▸ **WHAT THE TASK REQUIRES**
All entries are to be copied verbatim, while the pictures stay out.

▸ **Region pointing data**
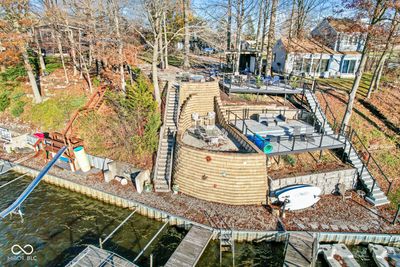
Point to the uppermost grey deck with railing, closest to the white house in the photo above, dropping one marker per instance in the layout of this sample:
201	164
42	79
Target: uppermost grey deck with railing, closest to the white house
270	89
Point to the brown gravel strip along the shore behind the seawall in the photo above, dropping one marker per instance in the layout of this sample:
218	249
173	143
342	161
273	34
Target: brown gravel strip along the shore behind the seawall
330	214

▸ **RESULT**
Point to the uppermost grey deck with railing, closest to the white house in the photo above, dropping one marker per instance in the layout of this sample:
201	164
42	79
Target: uppermost grey deck with railing, closest to the white house
270	89
Point to the brown gravel strip along the shore behind the seawall in the photo above, dropping one marker per instance in the layout of this sample:
218	249
173	143
342	161
273	34
Target: brown gravel strip along the shore behind the seawall
330	214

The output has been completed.